_Tasks to complete:_
[A] Please condense the paragraph of the memorial service account that begins "Saturday was a gorgeous sunny day" into a short bulleted list that keeps its main facts.
[B] Resume the memorial service account after its final sentence, keeping the same first-person voice.

_Supplied text:_

Margaret's memorial service

My mother's memorial service was held on Saturday 20th October at 11am, and it was a near-perfect success.

A few people congratulated me on organising the ceremony, as if I'd done it all myself - which I hadn't; I had gate-keepers like Pat and Madeleine for the Edinburgh people, Tim for the family, and Cleodhna dealt with the funeral directors (not part of the ceremony - it was just a memorial service - but it was grisly work that needed doing). And by the end of the first day, Pat had had the idea of having a service in the Botanics, which was so perfect a solution that everything else became easy by comparison. It ended up just like organising a wedding - you start off with a daunting list of things that need to be done, and you do a few each day, and before you know it you're down to a manageable level.

Saturday was a gorgeous sunny day, and well ahead of time we shepherded Margaret's most gorgeous plants from her flat to the Botanics - a large rubber-tree plant and an only slightly smaller umbrella plant, both poking out of the sunroof of our car, driven at something like 10 mph (with Cleodhna in the back seats holding on to the plants). So rather than a dreary coffin, we had a large photo of Margaret on an easel, and a couple of vivid plants next to it. Nearly everyone had managed to find a way of abiding by our wishes to send pot plants rather than cut flowers - i.e. plants that could be re-used, rather than cut flowers that we'd throw away after a few days - and the combination of Margaret's plants, plants from well-wishers, prints on the wall and sunlight in from the windows made the hall a vibrant, living place.

Pat had also mentioned having a humanist service, so I googled and then emailed the first name on the list, which turned out to be Ivan Middleton, exactly the sort of person you'd want to officiate at any ceremony. His basic service was spot on, and after I'd spoken to him and exchanged emails, the part that was about Margaret was pretty much perfect also. The problem with your mother dying is that, unless she was an inveterate nostalgic gossip, you don't actually know much about her early years, but thankfully Angela (who had known her since they were 14; she couldn't make it up to Scotland so Ivan read our her tribute on her behalf), Pat (knew her since Birmingham Manchester University) and Madeleine (a close friend since she moved to Edinburgh 10+ years ago) contributed moving tributes that filled in the gaps for many of us.

_Extracted records:_

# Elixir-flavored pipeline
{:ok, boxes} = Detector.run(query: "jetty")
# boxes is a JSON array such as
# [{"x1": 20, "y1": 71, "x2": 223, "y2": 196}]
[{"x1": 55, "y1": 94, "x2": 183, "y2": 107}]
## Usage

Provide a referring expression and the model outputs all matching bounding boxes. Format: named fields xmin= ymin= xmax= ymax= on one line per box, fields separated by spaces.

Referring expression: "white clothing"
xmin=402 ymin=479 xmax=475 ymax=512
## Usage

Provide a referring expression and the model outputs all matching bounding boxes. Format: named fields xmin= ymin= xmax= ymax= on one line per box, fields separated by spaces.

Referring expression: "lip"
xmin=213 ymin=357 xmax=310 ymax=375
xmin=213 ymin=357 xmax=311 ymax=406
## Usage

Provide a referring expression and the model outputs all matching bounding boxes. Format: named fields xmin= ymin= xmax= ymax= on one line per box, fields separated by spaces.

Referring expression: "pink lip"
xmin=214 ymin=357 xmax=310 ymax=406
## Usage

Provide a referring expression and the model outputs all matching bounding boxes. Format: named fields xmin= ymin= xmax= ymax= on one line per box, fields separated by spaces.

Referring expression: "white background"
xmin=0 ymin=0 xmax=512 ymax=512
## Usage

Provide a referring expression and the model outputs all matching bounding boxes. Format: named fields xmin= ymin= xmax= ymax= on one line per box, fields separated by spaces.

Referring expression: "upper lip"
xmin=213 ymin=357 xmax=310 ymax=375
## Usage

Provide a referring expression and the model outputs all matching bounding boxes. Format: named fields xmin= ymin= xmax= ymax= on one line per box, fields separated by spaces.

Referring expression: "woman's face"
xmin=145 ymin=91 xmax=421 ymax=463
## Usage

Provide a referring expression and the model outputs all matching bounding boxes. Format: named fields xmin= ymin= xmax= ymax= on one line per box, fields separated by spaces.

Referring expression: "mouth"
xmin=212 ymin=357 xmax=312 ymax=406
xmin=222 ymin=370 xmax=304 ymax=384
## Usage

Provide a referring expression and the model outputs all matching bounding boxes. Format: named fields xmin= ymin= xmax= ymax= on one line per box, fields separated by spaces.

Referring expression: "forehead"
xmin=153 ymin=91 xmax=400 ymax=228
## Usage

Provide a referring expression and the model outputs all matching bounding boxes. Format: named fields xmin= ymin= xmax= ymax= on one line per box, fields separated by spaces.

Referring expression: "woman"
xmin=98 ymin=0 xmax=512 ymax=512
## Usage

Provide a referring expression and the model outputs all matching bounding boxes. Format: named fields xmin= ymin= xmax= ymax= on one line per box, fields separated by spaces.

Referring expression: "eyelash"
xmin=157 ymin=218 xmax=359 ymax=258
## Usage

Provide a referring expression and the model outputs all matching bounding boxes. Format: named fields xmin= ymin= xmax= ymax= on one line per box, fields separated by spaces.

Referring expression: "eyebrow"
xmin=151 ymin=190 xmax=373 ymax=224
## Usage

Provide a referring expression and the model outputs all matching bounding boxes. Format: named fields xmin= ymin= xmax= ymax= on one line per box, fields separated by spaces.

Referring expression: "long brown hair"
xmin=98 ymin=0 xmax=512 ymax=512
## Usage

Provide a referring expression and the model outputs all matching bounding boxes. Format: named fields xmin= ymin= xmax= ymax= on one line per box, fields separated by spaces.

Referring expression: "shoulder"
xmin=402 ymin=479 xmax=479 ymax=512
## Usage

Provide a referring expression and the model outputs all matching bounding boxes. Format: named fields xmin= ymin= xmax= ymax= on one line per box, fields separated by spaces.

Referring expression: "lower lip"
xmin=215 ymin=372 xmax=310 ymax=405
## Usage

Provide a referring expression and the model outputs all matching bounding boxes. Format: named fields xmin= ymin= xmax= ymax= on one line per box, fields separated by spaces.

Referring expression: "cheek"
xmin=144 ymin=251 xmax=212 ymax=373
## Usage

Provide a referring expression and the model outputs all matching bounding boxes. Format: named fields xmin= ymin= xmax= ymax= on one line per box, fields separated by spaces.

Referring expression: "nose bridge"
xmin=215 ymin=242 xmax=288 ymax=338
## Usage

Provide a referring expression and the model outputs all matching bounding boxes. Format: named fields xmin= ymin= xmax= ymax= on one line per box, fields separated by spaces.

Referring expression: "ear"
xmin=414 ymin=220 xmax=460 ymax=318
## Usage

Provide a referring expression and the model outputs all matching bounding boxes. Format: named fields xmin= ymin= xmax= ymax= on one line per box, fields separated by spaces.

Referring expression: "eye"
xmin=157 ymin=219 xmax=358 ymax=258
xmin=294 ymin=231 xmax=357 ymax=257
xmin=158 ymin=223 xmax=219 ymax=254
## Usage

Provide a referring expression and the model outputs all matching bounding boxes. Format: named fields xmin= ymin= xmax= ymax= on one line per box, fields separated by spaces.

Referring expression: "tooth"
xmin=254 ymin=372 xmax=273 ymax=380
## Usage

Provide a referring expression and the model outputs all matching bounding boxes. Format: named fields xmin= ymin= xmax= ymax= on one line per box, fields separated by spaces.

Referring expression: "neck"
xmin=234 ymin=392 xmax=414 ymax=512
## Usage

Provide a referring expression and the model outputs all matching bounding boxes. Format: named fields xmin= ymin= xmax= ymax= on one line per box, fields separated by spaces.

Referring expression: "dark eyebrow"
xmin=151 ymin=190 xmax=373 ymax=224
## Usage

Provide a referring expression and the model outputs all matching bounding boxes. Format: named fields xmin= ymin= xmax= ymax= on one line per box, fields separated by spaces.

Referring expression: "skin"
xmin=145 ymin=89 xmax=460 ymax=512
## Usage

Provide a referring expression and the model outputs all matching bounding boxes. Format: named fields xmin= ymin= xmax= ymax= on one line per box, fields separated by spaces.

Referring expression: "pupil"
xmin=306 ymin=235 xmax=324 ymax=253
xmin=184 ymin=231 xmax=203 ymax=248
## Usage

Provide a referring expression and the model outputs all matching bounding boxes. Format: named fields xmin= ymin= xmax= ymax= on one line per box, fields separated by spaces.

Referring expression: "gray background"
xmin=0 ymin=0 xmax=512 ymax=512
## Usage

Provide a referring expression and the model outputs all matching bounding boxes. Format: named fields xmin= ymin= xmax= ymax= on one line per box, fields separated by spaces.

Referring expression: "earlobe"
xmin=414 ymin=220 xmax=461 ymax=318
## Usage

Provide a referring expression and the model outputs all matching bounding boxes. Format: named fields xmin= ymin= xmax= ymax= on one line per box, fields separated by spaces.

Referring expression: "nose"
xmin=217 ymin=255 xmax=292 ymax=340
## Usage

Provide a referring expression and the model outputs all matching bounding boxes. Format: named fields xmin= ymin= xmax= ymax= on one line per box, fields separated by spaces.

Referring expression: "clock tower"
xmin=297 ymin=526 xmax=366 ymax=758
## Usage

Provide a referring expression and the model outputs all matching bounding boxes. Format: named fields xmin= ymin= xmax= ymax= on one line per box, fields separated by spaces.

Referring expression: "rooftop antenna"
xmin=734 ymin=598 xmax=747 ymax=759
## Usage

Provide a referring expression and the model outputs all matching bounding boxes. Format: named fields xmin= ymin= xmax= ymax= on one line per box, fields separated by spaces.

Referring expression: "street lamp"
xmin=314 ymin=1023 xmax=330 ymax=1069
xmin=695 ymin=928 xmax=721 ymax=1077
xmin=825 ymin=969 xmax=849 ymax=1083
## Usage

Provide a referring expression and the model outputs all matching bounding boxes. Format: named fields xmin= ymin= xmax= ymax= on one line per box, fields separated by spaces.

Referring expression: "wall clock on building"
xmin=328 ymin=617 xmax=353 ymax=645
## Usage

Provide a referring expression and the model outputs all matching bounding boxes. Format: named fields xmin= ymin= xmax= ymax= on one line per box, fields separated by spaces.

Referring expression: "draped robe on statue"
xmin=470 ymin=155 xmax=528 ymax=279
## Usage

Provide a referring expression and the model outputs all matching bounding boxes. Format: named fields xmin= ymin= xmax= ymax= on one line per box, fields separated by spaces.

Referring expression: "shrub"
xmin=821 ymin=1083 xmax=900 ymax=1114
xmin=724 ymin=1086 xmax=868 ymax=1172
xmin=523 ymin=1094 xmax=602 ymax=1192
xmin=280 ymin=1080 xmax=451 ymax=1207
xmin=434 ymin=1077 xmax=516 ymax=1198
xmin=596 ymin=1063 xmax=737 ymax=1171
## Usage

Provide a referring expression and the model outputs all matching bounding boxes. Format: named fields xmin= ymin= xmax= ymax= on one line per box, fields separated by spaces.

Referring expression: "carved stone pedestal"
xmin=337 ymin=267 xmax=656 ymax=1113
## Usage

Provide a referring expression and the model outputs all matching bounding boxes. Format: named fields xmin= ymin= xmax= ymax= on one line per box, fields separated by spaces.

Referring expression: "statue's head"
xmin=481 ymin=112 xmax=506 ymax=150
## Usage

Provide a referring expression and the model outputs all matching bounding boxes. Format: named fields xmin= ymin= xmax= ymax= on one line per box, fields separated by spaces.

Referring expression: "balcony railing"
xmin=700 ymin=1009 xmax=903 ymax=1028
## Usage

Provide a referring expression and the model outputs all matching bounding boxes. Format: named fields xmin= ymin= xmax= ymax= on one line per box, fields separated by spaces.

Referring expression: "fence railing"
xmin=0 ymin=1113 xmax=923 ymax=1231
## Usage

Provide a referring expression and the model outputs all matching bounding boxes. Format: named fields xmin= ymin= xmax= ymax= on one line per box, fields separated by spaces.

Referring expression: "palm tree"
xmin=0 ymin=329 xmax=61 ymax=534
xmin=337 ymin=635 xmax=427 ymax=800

_Results of the tasks:_
[A]
- Saturday was sunny. Well ahead of time, Margaret's large rubber-tree plant and slightly smaller umbrella plant were moved from her flat to the Botanics. They poked out of the car's sunroof while it was driven at about 10 mph, with Cleodhna holding them in the back seats.
- Instead of a coffin, there was a large photo of Margaret on an easel, with a couple of vivid plants beside it.
- As requested, nearly everyone sent pot plants, which can be reused, rather than cut flowers that would be thrown away after a few days.
- Margaret's plants, the well-wishers' plants, prints on the wall and sunlight from the windows made the hall vibrant and living.

[B]
The one slightly hairy moment was when Ivan went into his "we're done with speeches, let's reflect on Margaret's life" bit, which I knew from his standard spiel meant that he either had forgotten or I hadn't told him (doesn't matter which one) that I wanted to say something. I eventually managed to attract his attention just before the end of the service and got up to say my bit; given that my send-off was to tell people to honour my mother's traditions with a glass of wine at the forthcoming reception, this wasn't too bad a mistake to make.

Then we all trouped out, and Cleodhna and I did the obligatory reception line, dealing with commiserations from each guest in turn, while our mates took all the plants, giant photos, easels etc. to the car. From there on it was easy: we strolled up the road to the reception, Jamie handed me a glass of wine, and I spent most of the rest of the afternoon talking to friends of Margaret's telling me how wonderful my mother was. We had a folder full of photos of Margaret that we thought meant something, and space underneath the photos for people to write things; I think nearly everyone flipped through the folder, and a fair few wrote something, and that's much better than a generic book of condolences where everyone feels obliged to say "I'll miss her so much" or "I was devastated when I heard the news", as if it helps that your guests feel that they need to one-up the others in a Monty Python's Yorkshireman sketch sort of way.

(For similar reasons, when compiling a list of things that well-wishers had said, I ignored all of the "I'll miss her terribly" comments, and concentrated on the fond memories that people had. I don't see the point in wallowing in grief; the point of a memorial service is for people to get together and honour the memory of the dearly departed, and it does nobody any good to incessantly remind the audience that, dammit, she's dead.)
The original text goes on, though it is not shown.